> _THE REQUEST_: Skip every picture and transcribe the remaining material exactly.

--- START INPUT ---

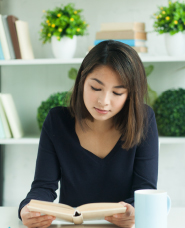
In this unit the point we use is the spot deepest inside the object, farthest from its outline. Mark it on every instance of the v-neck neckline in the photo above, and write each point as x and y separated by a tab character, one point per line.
91	154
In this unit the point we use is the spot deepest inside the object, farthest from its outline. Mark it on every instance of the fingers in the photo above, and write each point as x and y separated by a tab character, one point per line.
42	224
128	223
39	221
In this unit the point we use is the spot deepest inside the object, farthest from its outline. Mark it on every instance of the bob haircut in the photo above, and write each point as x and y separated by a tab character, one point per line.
132	118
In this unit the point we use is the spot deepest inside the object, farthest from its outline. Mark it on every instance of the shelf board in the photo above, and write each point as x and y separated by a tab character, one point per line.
35	140
24	140
171	140
144	57
40	61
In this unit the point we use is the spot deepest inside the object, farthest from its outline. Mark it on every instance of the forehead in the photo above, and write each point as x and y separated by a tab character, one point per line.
105	73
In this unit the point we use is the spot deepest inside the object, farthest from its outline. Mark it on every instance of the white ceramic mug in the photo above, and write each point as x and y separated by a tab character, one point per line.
151	208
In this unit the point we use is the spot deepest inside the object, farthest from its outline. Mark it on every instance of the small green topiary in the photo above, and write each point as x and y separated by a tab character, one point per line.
169	110
58	99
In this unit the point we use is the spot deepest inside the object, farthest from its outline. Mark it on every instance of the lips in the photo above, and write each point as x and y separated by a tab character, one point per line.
102	110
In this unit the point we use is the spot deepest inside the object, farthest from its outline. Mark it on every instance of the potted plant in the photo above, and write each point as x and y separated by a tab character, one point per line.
61	27
170	21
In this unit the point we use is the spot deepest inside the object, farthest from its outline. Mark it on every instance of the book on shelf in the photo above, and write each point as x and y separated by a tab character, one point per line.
132	43
5	125
121	35
90	211
1	52
3	40
12	115
8	38
136	26
13	33
24	39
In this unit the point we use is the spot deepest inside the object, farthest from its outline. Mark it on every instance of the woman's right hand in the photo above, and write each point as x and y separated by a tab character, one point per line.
35	219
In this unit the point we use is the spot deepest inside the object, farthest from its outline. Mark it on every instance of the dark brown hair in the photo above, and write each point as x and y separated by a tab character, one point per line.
132	119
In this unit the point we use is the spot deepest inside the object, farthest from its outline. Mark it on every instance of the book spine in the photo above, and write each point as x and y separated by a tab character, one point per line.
5	123
7	33
2	133
128	42
12	115
24	39
13	33
136	26
1	53
3	40
120	35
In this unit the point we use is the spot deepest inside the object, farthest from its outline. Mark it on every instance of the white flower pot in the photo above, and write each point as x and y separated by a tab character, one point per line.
175	44
65	48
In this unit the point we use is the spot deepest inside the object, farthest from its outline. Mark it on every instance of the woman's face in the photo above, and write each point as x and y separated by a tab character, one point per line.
103	90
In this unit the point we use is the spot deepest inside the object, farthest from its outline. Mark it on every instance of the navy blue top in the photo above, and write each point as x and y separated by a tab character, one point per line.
84	177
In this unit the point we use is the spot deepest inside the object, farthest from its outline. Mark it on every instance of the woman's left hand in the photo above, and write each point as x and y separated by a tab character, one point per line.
125	220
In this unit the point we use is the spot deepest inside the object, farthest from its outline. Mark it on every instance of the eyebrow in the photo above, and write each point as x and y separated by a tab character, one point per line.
121	86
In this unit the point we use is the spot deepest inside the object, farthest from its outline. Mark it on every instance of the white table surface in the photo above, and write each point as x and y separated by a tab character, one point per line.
9	219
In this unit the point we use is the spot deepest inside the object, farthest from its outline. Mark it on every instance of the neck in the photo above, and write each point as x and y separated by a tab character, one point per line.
100	127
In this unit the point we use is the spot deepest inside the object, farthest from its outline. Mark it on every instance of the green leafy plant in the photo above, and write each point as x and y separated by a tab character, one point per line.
169	110
62	21
170	19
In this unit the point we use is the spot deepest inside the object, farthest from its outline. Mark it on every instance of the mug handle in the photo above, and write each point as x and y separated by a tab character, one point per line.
168	204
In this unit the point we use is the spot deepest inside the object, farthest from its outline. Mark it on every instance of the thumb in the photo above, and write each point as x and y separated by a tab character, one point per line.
124	204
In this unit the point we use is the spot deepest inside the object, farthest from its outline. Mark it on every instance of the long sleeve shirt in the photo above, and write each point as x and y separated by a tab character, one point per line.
83	176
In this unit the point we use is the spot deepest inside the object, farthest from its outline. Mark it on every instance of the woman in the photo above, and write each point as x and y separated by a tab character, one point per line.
104	146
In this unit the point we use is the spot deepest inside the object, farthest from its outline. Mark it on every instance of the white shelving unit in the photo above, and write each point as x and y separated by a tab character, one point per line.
35	140
145	59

--- END INPUT ---

> _IN RESPONSE_:
In this unit the point we use is the spot deepest inside the object, farthest from its outline. Mark it on every instance of the v-neck neckline in the photo above, and write each point as x and y separated by a tab character, one point per line.
91	154
In this unit the point we use is the spot deepest inside the object, farthest from its outline. Mark it on every instance of the fingers in the photo above, and write each point as x and y separated by a tab character, one point per line.
42	224
128	223
39	221
In this unit the point we use is the spot deepest inside the object, farthest from its outline. Mark it on every instance of the bob haircut in the photo above, and write each point as x and y separated by a tab character, one point per line.
132	118
In this unit the point we use is the spot deepest inside the object, farthest from its outline. Mark it on every instance of the shelf board in the photo above, and write each point as x and y separated by a tab character, one point per line.
35	140
24	140
171	140
144	57
40	61
In this unit the point we use is the spot deepest inside the object, farthest from its outline. Mark it on every instance of the forehead in the photo above, and write each point as x and y separated by a tab character, one point per line.
105	73
In this unit the point we use is the spot deepest inside the object, farthest from its outline. Mark it on every instance of the white ceramic mug in the photo above, and write each point as x and y separated by a tab character, one point per line.
151	208
In this unit the point we use is the spot deepest inside the object, farthest from its outline. Mark it on every instance of the small green topiary in the photo above, and write each point as x and y separated by a tab character, one point per line.
169	110
58	99
In this unit the point we use is the spot deepest inside the object, farthest from its outline. Mark it on every instance of the lips in the photo above, and write each point as x and y separated by a tab character, one point per line.
102	110
In this unit the point we use is the spot deepest inside the object, farthest from its outline. Mark it on every instance of the potted plant in the photo above, and write each point as x and y separated by a tab character, one point per line.
61	27
170	21
In this unit the point we use is the spot deepest inside the object, farthest from its outline. Mark it on every instance of the book on shelf in the photo above, and write each point as x and y separated by a tab character, one point per line.
132	43
5	125
121	35
90	211
1	52
3	40
12	115
8	38
136	26
13	33
24	39
In this unit the point we use is the spot deepest inside the object, farthest from its outline. Mark it on every instance of the woman's right hand in the photo above, and write each point as x and y separated by a tab character, one point per line.
35	219
In this unit the point we use is the spot deepest inside the object, farthest from its outline. Mark it on every instance of the dark brown hair in the photo above, and write each point as x and y separated by a tab character, one point per line.
132	119
In this unit the point we use is the spot deepest inside the object, farthest from its outline. Mark it on every instance of the book spine in the photo above, and write each point as x and y separated by a tab character, one point per line.
5	123
7	33
2	133
128	42
12	115
24	39
13	33
136	26
1	53
3	40
120	35
In this unit the point we use is the spot deepest inside the object, farthest from its outline. Mark it on every instance of the white flower pot in the photo above, and write each point as x and y separated by a tab character, one point per line.
175	44
65	48
In this unit the point we use is the spot deepest inside the object, farthest from its outline. Mark it on every instance of the woman's face in the photo above, and write each point as x and y separated by a tab character, one point per line.
103	90
In this unit the point we use is the spot deepest inside the object, farthest from its outline. Mark it on every instance of the navy blue top in the photo above, and write each point as x and y separated by a tab character, one point per line.
84	177
In this unit the point we use is the spot deepest inside the object, farthest from its outline. Mark it on every instance of the woman's left hand in the photo above, and write each point as x and y separated by a tab character, one point per line.
125	220
In this unit the point we use is the spot deepest inside the object, farthest from its outline. Mark it on every instance of the eyebrow in the photo above, and write each point as x and y separated by a tab character, one point per line.
121	86
In this unit the point we use is the spot deepest inside the object, farthest from its outline. Mark it on every instance of the white table surface in the photo above, and write each point as x and y separated by a tab character, one point per line.
9	219
In this unit the point we use is the spot deepest inside the object, farthest from its outline. Mark it on every instance of the neck in the photo above, and write each point as x and y separated by a tab character, one point per line.
100	127
In this unit the point we use is the spot deepest inside the object, farthest from its outline. Mark it on every instance of the green leafy plant in the photo above, and write each point as x and y separated by a tab character, one point per line.
169	110
62	21
170	19
In this unit the point we use is the spot deepest inside the object, farthest from its outline. Mark it on every instance of the mug handle in the photo above, and write each point as x and y separated by a tab character, one point per line.
168	204
In this unit the point we use is the spot deepest inside the object, farthest from its outline. Mark it on every instance of the thumb in the photo above, and write each point as x and y separated by a tab character, one point per line.
124	204
In this unit the point we use is the spot deepest inside the object, farthest from its outline. Mark it on every instance of the long sleeve shirt in the photo above, and write each point as x and y separated by a tab character, one point per line.
83	176
In this unit the point we use is the spot deepest inside the object, farthest from its outline. Mark it on every instance of the woman in the photo above, and write each point as x and y separated by a tab character, one point per line.
104	146
In this unit the point we use is the spot deepest inside the object, farthest from its outline. Mark it on every instance of the white shelving unit in the photo above, and write each point as x and y separated by a tab character, one point per line.
35	140
145	59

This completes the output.